Data shown section start

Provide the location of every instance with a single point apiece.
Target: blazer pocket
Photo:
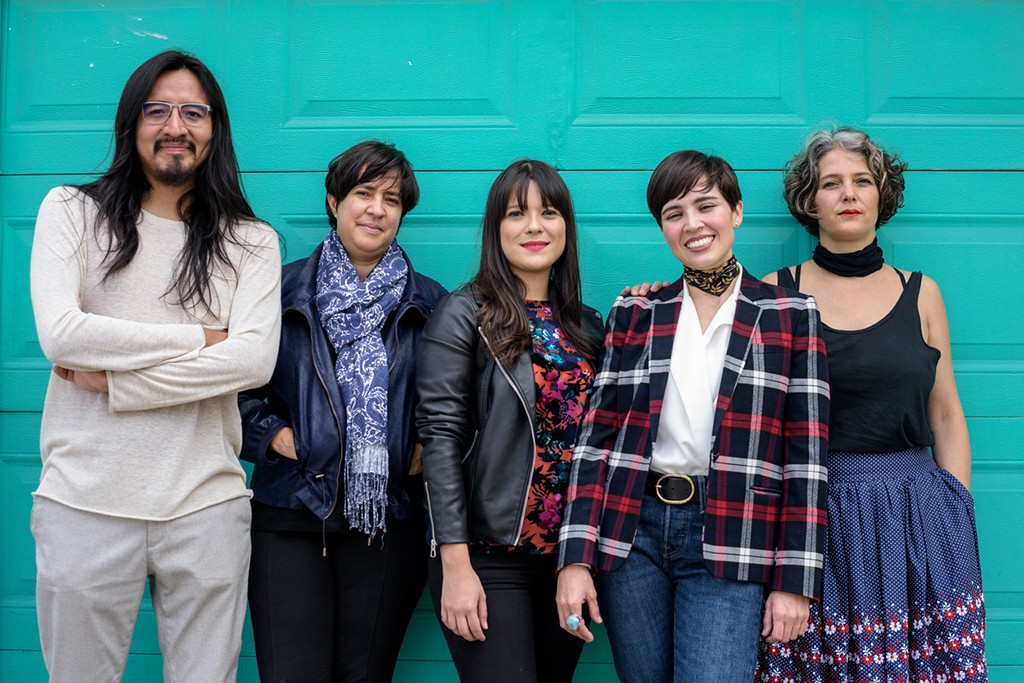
(765, 491)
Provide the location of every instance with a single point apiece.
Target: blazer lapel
(665, 315)
(743, 329)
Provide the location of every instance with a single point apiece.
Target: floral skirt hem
(902, 600)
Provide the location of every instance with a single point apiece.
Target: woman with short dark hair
(697, 487)
(338, 562)
(902, 598)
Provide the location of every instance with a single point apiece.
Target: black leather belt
(671, 488)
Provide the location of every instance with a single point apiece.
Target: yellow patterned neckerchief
(713, 282)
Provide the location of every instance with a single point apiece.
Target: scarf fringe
(366, 489)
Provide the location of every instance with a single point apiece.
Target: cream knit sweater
(164, 441)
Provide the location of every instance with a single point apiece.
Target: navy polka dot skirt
(902, 599)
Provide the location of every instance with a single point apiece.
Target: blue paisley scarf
(352, 313)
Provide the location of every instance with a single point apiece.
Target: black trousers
(340, 617)
(524, 641)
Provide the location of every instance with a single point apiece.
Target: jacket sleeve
(445, 363)
(578, 540)
(799, 555)
(242, 361)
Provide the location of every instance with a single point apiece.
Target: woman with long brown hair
(504, 368)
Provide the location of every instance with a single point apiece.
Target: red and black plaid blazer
(766, 489)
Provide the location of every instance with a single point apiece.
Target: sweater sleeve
(71, 337)
(242, 361)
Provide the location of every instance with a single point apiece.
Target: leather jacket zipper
(337, 422)
(430, 516)
(532, 436)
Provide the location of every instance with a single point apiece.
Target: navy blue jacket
(303, 394)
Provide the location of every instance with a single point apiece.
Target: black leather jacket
(476, 422)
(303, 393)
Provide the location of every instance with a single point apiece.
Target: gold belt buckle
(657, 488)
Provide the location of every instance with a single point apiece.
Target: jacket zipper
(532, 436)
(430, 515)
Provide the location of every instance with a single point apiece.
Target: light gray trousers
(91, 572)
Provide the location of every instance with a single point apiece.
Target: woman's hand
(644, 289)
(416, 467)
(785, 616)
(464, 604)
(284, 443)
(576, 588)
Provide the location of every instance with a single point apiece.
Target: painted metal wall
(601, 88)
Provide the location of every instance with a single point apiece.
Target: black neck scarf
(853, 264)
(713, 282)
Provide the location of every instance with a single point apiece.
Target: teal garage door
(601, 88)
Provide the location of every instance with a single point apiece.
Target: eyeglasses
(192, 114)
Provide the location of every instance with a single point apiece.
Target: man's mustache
(173, 140)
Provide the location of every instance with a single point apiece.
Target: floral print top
(563, 378)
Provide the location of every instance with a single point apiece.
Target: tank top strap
(786, 280)
(901, 278)
(908, 317)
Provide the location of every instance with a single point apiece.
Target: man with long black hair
(156, 296)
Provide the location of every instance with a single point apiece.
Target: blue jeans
(668, 619)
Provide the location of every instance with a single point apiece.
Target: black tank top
(880, 378)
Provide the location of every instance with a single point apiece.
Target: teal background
(602, 89)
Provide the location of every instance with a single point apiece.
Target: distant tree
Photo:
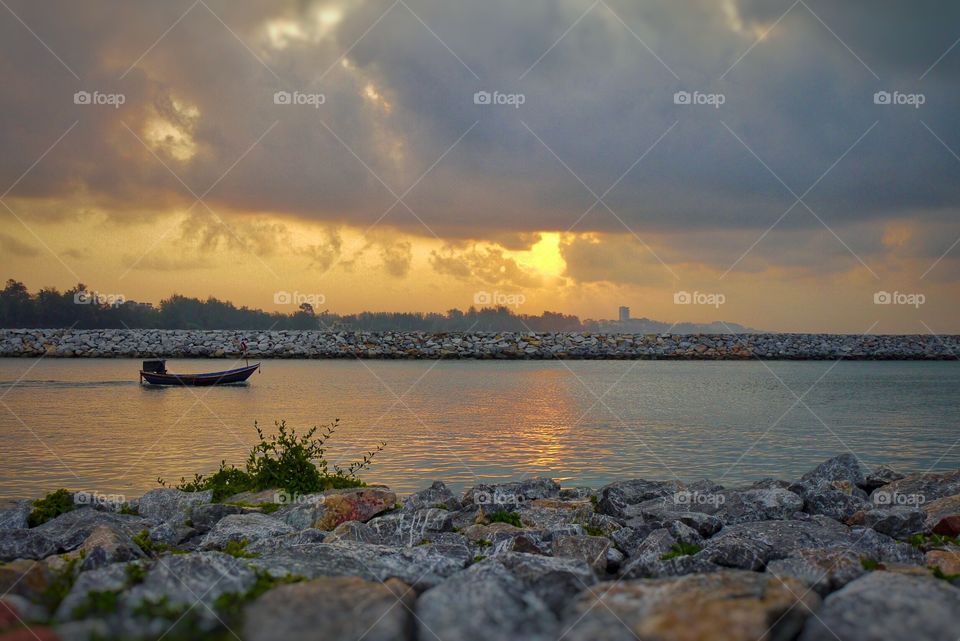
(79, 307)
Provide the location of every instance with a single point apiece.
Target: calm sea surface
(88, 425)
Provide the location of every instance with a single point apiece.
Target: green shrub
(502, 516)
(927, 541)
(681, 549)
(292, 462)
(50, 506)
(136, 573)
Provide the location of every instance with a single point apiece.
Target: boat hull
(227, 377)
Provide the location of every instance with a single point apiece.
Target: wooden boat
(155, 373)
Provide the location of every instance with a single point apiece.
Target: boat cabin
(155, 366)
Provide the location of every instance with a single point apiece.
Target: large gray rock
(752, 545)
(898, 522)
(70, 530)
(880, 476)
(822, 570)
(943, 515)
(657, 544)
(26, 544)
(166, 504)
(845, 467)
(592, 549)
(614, 499)
(422, 566)
(251, 527)
(304, 513)
(885, 605)
(192, 579)
(918, 489)
(555, 581)
(353, 531)
(435, 496)
(504, 495)
(332, 608)
(410, 527)
(826, 499)
(484, 601)
(109, 578)
(178, 581)
(107, 545)
(730, 605)
(64, 533)
(15, 516)
(727, 507)
(204, 517)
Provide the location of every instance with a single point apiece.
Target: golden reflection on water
(87, 425)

Data shown section end

* What you have to do
Exactly the lines from the one containing "Target: boat hull" to the final line of the data, both included, should be printed, and nothing more.

* Result
Target: boat hull
(227, 377)
Provide the location of every instance with a single point apiece.
Target: wooden boat
(155, 373)
Provide the location of every instance with a single point apiece.
Target: boat cabin
(155, 366)
Provide the location of every instance with a single point apiece.
Target: large gray rock
(752, 545)
(898, 522)
(70, 530)
(880, 476)
(822, 570)
(943, 515)
(657, 544)
(26, 544)
(166, 504)
(845, 467)
(592, 549)
(614, 499)
(422, 566)
(251, 527)
(304, 513)
(885, 605)
(192, 579)
(918, 489)
(555, 581)
(353, 531)
(435, 496)
(504, 495)
(332, 608)
(410, 527)
(826, 499)
(484, 601)
(109, 578)
(178, 581)
(107, 545)
(730, 605)
(64, 533)
(15, 516)
(727, 507)
(204, 517)
Provide the location of every instance with a single point apiece.
Target: golden reflection on water
(87, 425)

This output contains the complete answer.